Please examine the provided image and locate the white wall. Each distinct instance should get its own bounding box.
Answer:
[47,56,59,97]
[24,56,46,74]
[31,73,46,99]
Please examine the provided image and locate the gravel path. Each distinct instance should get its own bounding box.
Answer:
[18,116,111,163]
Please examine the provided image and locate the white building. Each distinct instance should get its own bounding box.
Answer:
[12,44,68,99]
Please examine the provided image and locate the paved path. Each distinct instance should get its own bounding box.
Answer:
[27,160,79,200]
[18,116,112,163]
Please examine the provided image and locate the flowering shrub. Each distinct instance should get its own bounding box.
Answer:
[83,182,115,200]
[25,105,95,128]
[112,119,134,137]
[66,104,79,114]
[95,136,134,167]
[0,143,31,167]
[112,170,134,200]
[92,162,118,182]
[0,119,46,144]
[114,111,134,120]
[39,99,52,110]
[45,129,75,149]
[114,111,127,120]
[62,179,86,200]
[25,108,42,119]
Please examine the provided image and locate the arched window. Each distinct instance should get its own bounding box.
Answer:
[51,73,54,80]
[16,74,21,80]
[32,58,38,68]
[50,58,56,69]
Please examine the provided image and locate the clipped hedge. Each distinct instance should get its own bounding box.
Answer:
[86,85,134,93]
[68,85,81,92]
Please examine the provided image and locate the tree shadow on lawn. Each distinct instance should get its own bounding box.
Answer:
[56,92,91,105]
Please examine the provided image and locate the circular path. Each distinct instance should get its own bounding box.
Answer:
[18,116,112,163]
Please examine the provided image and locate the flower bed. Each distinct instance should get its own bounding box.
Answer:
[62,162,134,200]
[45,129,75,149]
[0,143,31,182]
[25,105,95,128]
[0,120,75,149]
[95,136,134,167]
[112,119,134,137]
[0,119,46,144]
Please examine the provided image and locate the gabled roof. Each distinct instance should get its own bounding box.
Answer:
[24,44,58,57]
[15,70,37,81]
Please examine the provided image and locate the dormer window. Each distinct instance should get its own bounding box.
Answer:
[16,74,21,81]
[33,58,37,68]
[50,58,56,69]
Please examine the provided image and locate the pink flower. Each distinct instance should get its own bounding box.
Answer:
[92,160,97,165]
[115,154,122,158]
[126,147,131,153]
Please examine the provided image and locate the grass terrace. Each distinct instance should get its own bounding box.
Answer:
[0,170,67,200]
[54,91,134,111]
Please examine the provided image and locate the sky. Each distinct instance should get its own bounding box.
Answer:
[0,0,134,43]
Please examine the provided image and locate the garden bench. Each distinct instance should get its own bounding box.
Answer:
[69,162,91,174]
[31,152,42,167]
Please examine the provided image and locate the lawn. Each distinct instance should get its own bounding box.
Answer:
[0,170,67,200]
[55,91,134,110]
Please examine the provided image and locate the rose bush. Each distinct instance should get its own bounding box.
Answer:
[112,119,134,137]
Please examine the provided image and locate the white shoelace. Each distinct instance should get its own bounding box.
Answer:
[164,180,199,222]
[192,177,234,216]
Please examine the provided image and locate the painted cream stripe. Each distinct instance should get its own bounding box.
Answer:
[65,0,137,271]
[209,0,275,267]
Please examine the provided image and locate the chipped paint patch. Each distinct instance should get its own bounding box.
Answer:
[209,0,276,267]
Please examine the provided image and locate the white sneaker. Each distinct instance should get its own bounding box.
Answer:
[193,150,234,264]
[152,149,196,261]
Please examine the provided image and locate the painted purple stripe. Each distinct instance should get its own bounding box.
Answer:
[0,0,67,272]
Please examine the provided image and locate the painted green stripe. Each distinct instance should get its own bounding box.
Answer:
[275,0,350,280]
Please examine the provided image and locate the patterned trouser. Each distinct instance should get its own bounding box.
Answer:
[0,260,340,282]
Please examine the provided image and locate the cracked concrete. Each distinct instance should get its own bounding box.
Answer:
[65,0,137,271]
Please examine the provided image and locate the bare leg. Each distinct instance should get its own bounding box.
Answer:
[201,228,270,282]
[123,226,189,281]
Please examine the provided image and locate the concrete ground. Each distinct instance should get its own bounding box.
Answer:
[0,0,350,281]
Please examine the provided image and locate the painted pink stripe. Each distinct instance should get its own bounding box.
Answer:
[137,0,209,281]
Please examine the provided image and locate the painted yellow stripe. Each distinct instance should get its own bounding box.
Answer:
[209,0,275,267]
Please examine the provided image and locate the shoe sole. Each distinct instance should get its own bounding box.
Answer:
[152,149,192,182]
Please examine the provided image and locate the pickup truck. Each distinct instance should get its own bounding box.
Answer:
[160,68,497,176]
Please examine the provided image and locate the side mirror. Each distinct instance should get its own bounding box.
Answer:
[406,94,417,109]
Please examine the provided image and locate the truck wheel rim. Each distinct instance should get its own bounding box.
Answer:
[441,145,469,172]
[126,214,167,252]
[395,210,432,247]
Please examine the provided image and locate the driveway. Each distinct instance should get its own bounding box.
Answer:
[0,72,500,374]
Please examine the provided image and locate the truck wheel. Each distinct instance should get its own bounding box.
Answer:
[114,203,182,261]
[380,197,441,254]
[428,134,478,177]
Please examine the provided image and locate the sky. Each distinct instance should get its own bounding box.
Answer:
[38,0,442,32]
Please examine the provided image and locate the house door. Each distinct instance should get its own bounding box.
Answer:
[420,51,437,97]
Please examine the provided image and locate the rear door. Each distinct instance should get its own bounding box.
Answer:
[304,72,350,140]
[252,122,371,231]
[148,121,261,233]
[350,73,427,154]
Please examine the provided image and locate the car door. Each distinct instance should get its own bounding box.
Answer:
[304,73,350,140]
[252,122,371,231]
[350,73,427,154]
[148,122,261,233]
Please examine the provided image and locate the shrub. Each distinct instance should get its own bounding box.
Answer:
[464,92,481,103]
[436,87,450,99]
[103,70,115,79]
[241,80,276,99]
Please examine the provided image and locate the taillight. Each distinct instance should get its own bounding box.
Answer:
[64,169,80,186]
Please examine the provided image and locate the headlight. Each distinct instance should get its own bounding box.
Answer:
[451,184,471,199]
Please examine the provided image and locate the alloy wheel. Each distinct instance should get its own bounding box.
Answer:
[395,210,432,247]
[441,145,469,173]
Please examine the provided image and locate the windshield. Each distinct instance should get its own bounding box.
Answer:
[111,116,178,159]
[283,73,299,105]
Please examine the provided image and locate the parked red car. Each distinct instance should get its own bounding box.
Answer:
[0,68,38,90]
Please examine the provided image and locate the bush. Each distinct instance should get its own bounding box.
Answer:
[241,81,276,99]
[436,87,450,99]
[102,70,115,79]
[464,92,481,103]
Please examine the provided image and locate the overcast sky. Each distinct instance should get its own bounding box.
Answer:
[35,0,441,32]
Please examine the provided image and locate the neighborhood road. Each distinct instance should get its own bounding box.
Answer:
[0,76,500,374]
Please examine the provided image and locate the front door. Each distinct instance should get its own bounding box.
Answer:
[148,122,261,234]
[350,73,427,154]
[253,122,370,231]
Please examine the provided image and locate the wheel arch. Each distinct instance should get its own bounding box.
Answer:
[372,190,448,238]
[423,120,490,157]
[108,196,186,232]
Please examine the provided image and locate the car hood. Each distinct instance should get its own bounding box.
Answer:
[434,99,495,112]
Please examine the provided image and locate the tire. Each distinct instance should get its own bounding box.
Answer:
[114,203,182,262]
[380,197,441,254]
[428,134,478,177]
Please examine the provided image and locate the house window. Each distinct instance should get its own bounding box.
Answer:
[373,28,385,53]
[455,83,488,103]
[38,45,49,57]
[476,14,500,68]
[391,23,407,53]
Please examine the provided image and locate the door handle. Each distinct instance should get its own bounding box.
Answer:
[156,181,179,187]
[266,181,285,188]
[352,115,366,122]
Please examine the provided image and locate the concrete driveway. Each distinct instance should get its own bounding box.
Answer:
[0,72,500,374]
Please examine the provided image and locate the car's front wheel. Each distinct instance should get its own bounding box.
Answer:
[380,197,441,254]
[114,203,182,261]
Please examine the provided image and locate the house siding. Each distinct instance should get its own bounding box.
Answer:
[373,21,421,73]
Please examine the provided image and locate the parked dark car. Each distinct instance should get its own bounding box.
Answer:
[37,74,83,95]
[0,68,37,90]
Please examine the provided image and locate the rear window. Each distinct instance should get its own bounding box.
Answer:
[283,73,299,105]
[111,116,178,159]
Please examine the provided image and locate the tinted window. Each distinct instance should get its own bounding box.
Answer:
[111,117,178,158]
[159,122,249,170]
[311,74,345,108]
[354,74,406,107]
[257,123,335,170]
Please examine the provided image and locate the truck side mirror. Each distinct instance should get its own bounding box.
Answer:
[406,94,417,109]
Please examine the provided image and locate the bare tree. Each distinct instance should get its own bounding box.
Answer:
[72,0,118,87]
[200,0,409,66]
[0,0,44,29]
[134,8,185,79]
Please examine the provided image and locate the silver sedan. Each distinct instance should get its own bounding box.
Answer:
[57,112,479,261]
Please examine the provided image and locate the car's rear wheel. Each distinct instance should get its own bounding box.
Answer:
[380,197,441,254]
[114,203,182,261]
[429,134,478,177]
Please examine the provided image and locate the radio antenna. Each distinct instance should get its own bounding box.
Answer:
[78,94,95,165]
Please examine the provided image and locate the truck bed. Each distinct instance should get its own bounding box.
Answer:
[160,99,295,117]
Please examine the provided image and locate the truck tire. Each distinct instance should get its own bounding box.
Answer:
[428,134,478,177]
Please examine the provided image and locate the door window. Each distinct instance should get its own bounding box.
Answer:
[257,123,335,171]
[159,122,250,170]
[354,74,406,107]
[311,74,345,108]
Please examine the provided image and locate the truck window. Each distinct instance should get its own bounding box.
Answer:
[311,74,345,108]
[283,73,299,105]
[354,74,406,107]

_OBJECTIVE_.
Copy out the lines of the material above, starting with the line that contains "Please examine the provided image and locate the side" and ending with the line that contains "[38,0,442,32]", including both of those lines.

_RESULT BELOW_.
Please examine the provided image and locate the side mirror. Each distinct instance should get its own bounding box.
Answer:
[406,94,417,109]
Please examine the provided image and locate the truck wheel rim. Each distinct instance should get its own bounding box.
Answer:
[441,145,469,172]
[126,214,167,252]
[395,210,432,247]
Please examine the provided image and locate the driveway. Each distinct instance should get its own bounding box.
Answer:
[0,72,500,374]
Please examine the provided image and locate the truck wheel. Each distinct instance should get its own bounding box.
Answer:
[114,203,182,261]
[380,197,441,254]
[428,134,478,177]
Please examine the provided image and locate the sky. Each distinct instance should get its own bounding box.
Answer:
[38,0,442,32]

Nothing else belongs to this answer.